◆ TEXTO DE ORIGEM
O Congresso se mobilizou ontem para a eleição dos presidentes da Câmara e do Senado. José Sarney (PMDB-AP) segue para seu quarto mandato à frente da Casa Alta. No Parlamento, está há 35 anos. Supera, como ressaltou em discurso, até Ruy Barbosa, que ficou de 1890 a 1921 no Senado. Ex-presidente da República, deve sua sobrevivência, nos últimos anos, ao apoio do agora também ex-presidente Luiz Inácio Lula da Silva, que o defendeu, certa vez, dizendo não se tratar de um "cidadão comum". Na Câmara, o favorito Marco Maia (PT-RS) recebia críticas pela possibilidade de ser um 38º ministro de Dilma Rousseff - ou seja um preposto, à frente de um Legislativo submisso ao Executivo.
Sobre o Congresso Nacional sempre pairam as maiores desconfianças. Privilégios, sinecuras e dúzias de escândalos recorrentes colaboram para que o Parlamento não tenha boa imagem diante da opinião pública. Perto dos outros dois poderes - Executivo e Judiciário -, o Legislativo é, de longe, o que tem a reputação mais arranhada. Individualmente, poucos avanços têm sido feitos por deputados e senadores para mudar o quadro de descrédito. No entanto, em meio ao cenário desolador, há um arcabouço institucional favorável e mudanças recentes que têm agido no sentido de fortalecê-lo.
O funcionamento do Congresso brasileiro em torno de linhas partidárias razoavelmente rígidas tem se consolidado, o aproximando cada vez mais do modelo europeu e o distanciando do americano. Enquanto nos Estados Unidos o Congresso é quase sempre considerado o reino do individualismo dos parlamentares, eleitos para atender aos interesses paroquiais de seus distritos, o Parlamento brasileiro é capaz de barrar incentivos personalistas da arena eleitoral - graças à Constituição e aos regimentos internos das duas Casas legislativas.
"Todo poder aos líderes" poderia ser o dístico a ornar a entrada do Congresso Nacional. A delegação de poderes à Mesa Diretora e aos líderes partidários - e daí a cobiça pelos cargos distribuídos ontem na Câmara e no Senado - é o mecanismo pelo qual o Parlamento encontrou, durante a Constituinte, para resolver os problemas de ação coletiva numa Casa apinhada de 594 representantes com tantos interesses contraditórios.
Legislativo tem em seu tamanho uma desvantagem
Afora os conhecidos desvios de conduta de seus integrantes - o que, por outro lado, também reflete o caráter mais aberto do Congresso - reside aí uma das maiores desvantagens do Legislativo em relação aos outros poderes. O Executivo é hierárquico e, no limite, se move a partir de uma única cabeça, presidencial. A Suprema Corte do Judiciário é composta pelo restrito comitê de 11 ministros. Para que o Legislativo tenha um mínimo de coesão e agilidade, a solução foi concentrar o poder na Mesa Diretora e nos líderes.
As candidaturas avulsas de Sandro Mabel (PR-GO), Jair Bolsonaro (PP-RJ) e Chico Alencar (PSOL-RJ), na eleição de ontem à Presidência da Câmara, neste sentido, refletem o anacronismo do poder parlamentar individual numa Casa regida pela linha partidária. Ou pela lógica que a move. A formação, em cima da hora, de cinco blocos partidários que atuarão na nova legislatura é resultado ainda mais evidente deste cálculo político. A melhor estratégia de pressão - seja interna ou voltada para fora - é a articulação em grupo. Se partido não basta, formam-se blocos.

◆ PARTES DO EXERCÍCIO
a) Liste os parlamentares que, no texto sobre o Congresso, têm o nome seguido da sigla do partido e do estado entre parênteses. Escreva cada um com essa indicação.
b) Reproduza tudo o que vai de "O funcionamento do" até "duas Casas legislativas." no texto sobre o Congresso.

◆ Entradas retiradas de uma coleção
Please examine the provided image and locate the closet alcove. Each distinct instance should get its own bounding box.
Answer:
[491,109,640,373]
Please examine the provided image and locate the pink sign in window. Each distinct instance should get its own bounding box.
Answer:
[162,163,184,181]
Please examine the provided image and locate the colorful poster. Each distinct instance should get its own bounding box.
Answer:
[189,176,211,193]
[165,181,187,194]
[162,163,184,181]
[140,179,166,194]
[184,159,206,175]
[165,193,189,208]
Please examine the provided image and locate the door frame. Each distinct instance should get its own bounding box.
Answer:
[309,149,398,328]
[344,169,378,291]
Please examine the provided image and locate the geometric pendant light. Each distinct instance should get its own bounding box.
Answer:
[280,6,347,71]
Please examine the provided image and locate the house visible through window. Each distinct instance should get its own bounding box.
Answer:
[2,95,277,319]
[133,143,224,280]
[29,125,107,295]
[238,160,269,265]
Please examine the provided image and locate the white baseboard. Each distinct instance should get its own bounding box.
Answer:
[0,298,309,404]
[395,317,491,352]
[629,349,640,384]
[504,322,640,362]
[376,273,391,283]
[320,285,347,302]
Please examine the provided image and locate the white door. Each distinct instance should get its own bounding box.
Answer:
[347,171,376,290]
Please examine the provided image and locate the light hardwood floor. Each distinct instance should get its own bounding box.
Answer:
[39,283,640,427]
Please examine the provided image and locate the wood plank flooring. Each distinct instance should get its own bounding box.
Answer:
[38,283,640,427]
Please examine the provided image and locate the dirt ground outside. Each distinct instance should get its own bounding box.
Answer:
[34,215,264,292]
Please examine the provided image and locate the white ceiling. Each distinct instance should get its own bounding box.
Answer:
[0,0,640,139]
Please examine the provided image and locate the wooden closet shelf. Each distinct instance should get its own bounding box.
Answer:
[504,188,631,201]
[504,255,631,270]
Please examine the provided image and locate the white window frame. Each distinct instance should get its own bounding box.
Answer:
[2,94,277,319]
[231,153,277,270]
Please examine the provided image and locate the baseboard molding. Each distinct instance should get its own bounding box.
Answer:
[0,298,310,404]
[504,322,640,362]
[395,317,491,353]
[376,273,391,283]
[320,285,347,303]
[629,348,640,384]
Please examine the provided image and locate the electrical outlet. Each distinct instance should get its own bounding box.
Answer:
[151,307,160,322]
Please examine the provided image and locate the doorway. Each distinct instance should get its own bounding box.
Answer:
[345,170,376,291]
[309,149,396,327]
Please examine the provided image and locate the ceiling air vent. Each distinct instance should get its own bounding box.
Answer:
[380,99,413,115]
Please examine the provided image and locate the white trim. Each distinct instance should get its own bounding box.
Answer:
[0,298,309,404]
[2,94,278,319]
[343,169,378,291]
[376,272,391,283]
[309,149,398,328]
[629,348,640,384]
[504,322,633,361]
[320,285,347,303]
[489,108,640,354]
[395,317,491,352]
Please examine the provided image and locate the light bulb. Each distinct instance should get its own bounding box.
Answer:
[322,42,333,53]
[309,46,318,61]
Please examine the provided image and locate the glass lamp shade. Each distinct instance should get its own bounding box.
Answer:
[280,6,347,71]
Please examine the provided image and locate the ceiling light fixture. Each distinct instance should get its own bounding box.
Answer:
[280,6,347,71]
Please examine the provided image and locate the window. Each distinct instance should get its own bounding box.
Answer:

◆ RESPOSTAS ÀS TAREFAS
a)
José Sarney (PMDB-AP)
Marco Maia (PT-RS)
Sandro Mabel (PR-GO)
Jair Bolsonaro (PP-RJ)
Chico Alencar (PSOL-RJ)

b)
O funcionamento do Congresso brasileiro em torno de linhas partidárias razoavelmente rígidas tem se consolidado, o aproximando cada vez mais do modelo europeu e o distanciando do americano. Enquanto nos Estados Unidos o Congresso é quase sempre considerado o reino do individualismo dos parlamentares, eleitos para atender aos interesses paroquiais de seus distritos, o Parlamento brasileiro é capaz de barrar incentivos personalistas da arena eleitoral - graças à Constituição e aos regimentos internos das duas Casas legislativas.